▶ _Document extract_:
■ ■ ■ ■ ■

Introduction

The freshwater prawn, Cryphiops caementarius (Molina, 1782), is a species that undergoes a traditional fishery in river systems located in the western slope of the Andean region of Perú and Chile from the Chancay and Lambayeque rivers in Northern Perú (ca. 6°S) to Aconcagua river in central-Northern Chile (ca. 33°S) (^{Bahamonde & Vila, 1971}) (Fig. 1). In this area, prawn’s populations are threatened by extended periods of drought, severe anthropic intervention on the riverbed such as mining activities, arids extraction, channeling, implementation of dams and fishing pressure (^{Morales & Meruane, 2013} a). In addition, the presence of exotic predatory fish such as the trout Oncorhynchus mykiss (Walbaum, 1792) (^{Bahamonde & Vila, 1971}; ^{Viacava, Aitken, & Llanos, 1978}) and the cichlid Australoheros facetus (Jenyns, 1842) recently documented in El Culebrón estuary (ca. 29°S; central-Northern Chile) (^{Avilés, López, & Flores, 2018}).

Fig. 1 Geographic scope according literature review in the North Western Andean region of Perú and Chile. The dashed black line indicates the latitudinal range of distribution of Cryphiops caementarius. The continuous black line indicates hydrographic zones. CRPP = continental region of the Pacific of Perú, SRAZ = sporadic rivers in the Northern arid zone from Chile, RMSZ = rivers from mixed regime in the semi-arid zone of central-Northern Chile.

■ ■ ■ ■ ■

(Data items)
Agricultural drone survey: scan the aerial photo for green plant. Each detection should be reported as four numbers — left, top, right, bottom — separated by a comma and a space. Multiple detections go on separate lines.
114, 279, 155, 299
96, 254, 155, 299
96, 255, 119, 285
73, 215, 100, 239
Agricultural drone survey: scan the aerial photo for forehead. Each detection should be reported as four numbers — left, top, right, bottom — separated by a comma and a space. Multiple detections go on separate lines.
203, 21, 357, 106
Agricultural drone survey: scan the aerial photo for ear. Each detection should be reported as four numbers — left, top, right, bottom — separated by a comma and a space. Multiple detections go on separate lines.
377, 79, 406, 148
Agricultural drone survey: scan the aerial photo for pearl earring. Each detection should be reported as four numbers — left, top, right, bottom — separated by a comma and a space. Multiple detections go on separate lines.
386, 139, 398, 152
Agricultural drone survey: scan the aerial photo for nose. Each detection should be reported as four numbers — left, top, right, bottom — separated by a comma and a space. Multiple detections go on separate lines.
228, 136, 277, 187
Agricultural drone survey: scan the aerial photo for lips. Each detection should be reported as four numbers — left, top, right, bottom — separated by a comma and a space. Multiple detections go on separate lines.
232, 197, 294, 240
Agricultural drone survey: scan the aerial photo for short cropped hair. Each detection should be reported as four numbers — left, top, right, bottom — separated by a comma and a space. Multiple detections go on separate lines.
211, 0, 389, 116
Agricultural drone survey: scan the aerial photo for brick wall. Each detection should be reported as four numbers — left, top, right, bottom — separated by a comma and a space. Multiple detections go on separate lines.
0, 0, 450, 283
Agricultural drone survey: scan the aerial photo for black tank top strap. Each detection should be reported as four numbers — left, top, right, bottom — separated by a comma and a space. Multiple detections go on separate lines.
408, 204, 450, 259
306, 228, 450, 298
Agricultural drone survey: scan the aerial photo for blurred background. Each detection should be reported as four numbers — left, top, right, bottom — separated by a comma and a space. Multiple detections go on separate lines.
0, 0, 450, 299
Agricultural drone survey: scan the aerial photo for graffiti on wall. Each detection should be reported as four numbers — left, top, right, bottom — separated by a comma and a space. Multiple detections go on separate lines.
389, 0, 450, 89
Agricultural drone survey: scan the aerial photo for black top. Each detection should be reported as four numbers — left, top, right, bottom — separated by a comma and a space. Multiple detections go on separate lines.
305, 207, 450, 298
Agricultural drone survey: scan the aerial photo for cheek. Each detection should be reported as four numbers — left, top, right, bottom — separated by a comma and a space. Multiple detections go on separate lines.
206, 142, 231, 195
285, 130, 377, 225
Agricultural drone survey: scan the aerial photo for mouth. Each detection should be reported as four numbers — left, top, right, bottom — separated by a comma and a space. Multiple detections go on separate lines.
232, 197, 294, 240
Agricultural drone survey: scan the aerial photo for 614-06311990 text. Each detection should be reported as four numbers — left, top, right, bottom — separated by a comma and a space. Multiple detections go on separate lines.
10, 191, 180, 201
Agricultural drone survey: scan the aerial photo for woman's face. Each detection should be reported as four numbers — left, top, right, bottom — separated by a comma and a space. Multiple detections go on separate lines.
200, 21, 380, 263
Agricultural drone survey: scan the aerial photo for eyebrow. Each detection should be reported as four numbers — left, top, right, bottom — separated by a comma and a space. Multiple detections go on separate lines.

■ ■ ■ ■ ■

▶ _What to work on_:
**a.** Answer these questions from the introduction, giving each answer on its own line with the matching mark:
(i) Which river in central-Northern Chile marks the southern limit of the prawn fishery area?
(ii) What does the abbreviation SRAZ stand for in Fig. 1?
(iii) What does the dashed black line in Fig. 1 indicate?
**b.** For each statement, say whether it agrees with the introduction. Answer yes or no, and quote the words from the text that decide it.
(i) The fishery area reaches north to the Chancay and Lambayeque rivers in Northern Perú.
(ii) The continuous black line in Fig. 1 shows the distribution of the prawn.
(iii) Mining activities are listed among the threats to the prawn's populations.
**c.** Reproduce the stretch of the introduction from "Fig. 1 Geographic scope" through "of central-Northern Chile.".

▶ _Expected outputs_:
**a.**
(i) The Aconcagua river (ca. 33°S).
(ii) Sporadic rivers in the Northern arid zone from Chile.
(iii) The latitudinal range of distribution of Cryphiops caementarius.

**b.**
(i) Yes: "from the Chancay and Lambayeque rivers in Northern Perú (ca. 6°S)"
(ii) No: "The continuous black line indicates hydrographic zones."
(iii) Yes: "severe anthropic intervention on the riverbed such as mining activities"

**c.**
Fig. 1 Geographic scope according literature review in the North Western Andean region of Perú and Chile. The dashed black line indicates the latitudinal range of distribution of Cryphiops caementarius. The continuous black line indicates hydrographic zones. CRPP = continental region of the Pacific of Perú, SRAZ = sporadic rivers in the Northern arid zone from Chile, RMSZ = rivers from mixed regime in the semi-arid zone of central-Northern Chile.